■ Work to be completed: Please transcribe the data exactly, with nothing left out.

----

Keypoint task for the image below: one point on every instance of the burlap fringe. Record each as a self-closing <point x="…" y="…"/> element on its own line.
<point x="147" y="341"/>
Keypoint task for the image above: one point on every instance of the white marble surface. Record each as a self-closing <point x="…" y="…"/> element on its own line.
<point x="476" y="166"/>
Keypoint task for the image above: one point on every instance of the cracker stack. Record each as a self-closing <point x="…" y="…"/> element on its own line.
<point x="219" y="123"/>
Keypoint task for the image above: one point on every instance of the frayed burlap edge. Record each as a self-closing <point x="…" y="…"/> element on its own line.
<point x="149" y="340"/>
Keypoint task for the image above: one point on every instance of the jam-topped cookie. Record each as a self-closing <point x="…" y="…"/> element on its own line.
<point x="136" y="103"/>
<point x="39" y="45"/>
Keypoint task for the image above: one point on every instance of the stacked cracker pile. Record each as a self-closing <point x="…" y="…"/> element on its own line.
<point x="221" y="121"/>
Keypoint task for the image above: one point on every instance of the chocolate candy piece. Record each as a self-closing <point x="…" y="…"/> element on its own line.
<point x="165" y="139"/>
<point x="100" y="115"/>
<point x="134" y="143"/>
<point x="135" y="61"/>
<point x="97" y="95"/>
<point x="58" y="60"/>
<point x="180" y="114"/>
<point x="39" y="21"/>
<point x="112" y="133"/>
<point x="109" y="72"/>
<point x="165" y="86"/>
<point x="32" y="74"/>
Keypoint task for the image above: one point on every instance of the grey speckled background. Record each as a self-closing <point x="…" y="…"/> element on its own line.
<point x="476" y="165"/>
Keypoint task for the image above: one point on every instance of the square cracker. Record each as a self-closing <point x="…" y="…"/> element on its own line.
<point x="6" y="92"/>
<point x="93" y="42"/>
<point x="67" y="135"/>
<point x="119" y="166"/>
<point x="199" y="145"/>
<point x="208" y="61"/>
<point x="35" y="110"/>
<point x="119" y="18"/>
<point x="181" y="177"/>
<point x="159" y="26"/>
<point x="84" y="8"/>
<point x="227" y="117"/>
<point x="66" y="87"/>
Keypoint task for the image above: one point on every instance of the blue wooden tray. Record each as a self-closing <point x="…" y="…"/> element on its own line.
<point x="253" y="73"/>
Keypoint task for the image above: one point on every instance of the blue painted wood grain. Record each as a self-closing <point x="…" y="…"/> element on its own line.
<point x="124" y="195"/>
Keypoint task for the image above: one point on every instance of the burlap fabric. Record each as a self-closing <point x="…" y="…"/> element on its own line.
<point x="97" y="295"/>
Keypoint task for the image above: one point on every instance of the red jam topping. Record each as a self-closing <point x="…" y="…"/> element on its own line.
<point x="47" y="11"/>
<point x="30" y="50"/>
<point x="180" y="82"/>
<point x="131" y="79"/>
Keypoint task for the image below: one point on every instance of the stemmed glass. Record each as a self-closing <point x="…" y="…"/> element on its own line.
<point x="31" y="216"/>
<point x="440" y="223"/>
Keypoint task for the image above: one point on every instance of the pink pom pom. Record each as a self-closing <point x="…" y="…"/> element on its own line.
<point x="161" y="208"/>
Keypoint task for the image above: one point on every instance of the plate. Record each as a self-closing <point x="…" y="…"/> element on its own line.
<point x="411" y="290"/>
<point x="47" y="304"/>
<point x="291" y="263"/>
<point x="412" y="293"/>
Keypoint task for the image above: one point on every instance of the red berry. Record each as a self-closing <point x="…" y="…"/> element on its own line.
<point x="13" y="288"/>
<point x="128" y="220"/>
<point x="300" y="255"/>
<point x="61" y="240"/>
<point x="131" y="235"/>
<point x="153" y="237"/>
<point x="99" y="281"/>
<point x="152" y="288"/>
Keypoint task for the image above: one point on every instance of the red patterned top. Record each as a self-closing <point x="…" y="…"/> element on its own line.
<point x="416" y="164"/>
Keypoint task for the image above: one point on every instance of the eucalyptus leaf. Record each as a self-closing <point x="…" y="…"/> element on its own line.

----

■ The completed task:
Keypoint task for the image below: one point on every instance of the burlap fringe. Record each as a self-closing <point x="…" y="…"/> element on its own line.
<point x="147" y="341"/>
Keypoint task for the image above: one point on every instance of the white marble surface. Record each as a self-closing <point x="…" y="…"/> element on its own line.
<point x="476" y="166"/>
Keypoint task for the image above: one point on every instance of the cracker stack. Record each as a self-closing <point x="…" y="…"/> element on its own line.
<point x="219" y="123"/>
Keypoint task for the image above: one point on every instance of the frayed burlap edge. Record each as a self-closing <point x="…" y="…"/> element on its own line.
<point x="149" y="340"/>
Keypoint task for the image above: one point on every instance of the jam-topped cookie. Record each as a self-closing <point x="…" y="…"/> element on its own line.
<point x="136" y="103"/>
<point x="39" y="45"/>
Keypoint task for the image above: one point on every instance of the stacked cracker pile. Record each as a self-closing <point x="…" y="…"/> element on its own line.
<point x="221" y="121"/>
Keypoint task for the image above: one point on every instance of the chocolate candy piece. Record each as a self-closing <point x="…" y="…"/> element on its own line.
<point x="165" y="139"/>
<point x="100" y="115"/>
<point x="134" y="143"/>
<point x="135" y="61"/>
<point x="97" y="95"/>
<point x="58" y="60"/>
<point x="180" y="114"/>
<point x="39" y="21"/>
<point x="112" y="133"/>
<point x="109" y="72"/>
<point x="165" y="86"/>
<point x="32" y="74"/>
Keypoint task for the image above: one point on every instance of the grey speckled background. Record each as a self-closing <point x="…" y="…"/> element on its own line.
<point x="476" y="165"/>
Keypoint task for the image above: one point on every instance of the square cracker. Record each as a self-closing <point x="…" y="…"/> element on its own line.
<point x="6" y="92"/>
<point x="93" y="42"/>
<point x="67" y="135"/>
<point x="119" y="166"/>
<point x="199" y="145"/>
<point x="208" y="61"/>
<point x="35" y="110"/>
<point x="119" y="18"/>
<point x="181" y="177"/>
<point x="159" y="26"/>
<point x="84" y="8"/>
<point x="227" y="117"/>
<point x="66" y="87"/>
Keypoint task for the image above: one point on every instance of the blue wooden tray. Record each as a self-closing <point x="…" y="…"/> element on its own line.
<point x="253" y="73"/>
Keypoint task for the image above: one point on every instance of the blue painted wood grain. Record each as a self-closing <point x="…" y="…"/> element on its own line.
<point x="124" y="195"/>
Keypoint task for the image above: one point on every instance of the burlap fabric. Record each as a self-closing <point x="…" y="…"/> element on its own line.
<point x="97" y="295"/>
Keypoint task for the image above: one point on every instance of the red jam topping. Record each as a self-closing <point x="…" y="…"/> element on its own line.
<point x="47" y="11"/>
<point x="30" y="50"/>
<point x="180" y="82"/>
<point x="131" y="79"/>
Keypoint task for the image below: one point on every instance of the stemmed glass. Record each as a self-closing <point x="…" y="…"/> element on its own line.
<point x="31" y="216"/>
<point x="440" y="223"/>
Keypoint task for the image above: one point on every instance of the pink pom pom. Record each as a self-closing <point x="…" y="…"/> element on its own line.
<point x="161" y="208"/>
Keypoint task for the image above: one point on every instance of the plate. Record each as a self-closing <point x="…" y="…"/> element on its own line.
<point x="411" y="290"/>
<point x="47" y="304"/>
<point x="291" y="263"/>
<point x="412" y="293"/>
Keypoint task for the image above: one point on every instance of the red berry. Record each as a self-closing <point x="…" y="…"/> element on its own line.
<point x="13" y="288"/>
<point x="128" y="220"/>
<point x="300" y="255"/>
<point x="61" y="240"/>
<point x="131" y="235"/>
<point x="153" y="237"/>
<point x="99" y="281"/>
<point x="152" y="288"/>
Keypoint task for the image above: one point on every instance of the red patterned top. Record each as a self-closing <point x="…" y="…"/> element on its own line.
<point x="416" y="164"/>
Keypoint task for the image above: one point on every instance of the eucalyptus leaf. Record each as a self-closing <point x="…" y="…"/> element on its own line.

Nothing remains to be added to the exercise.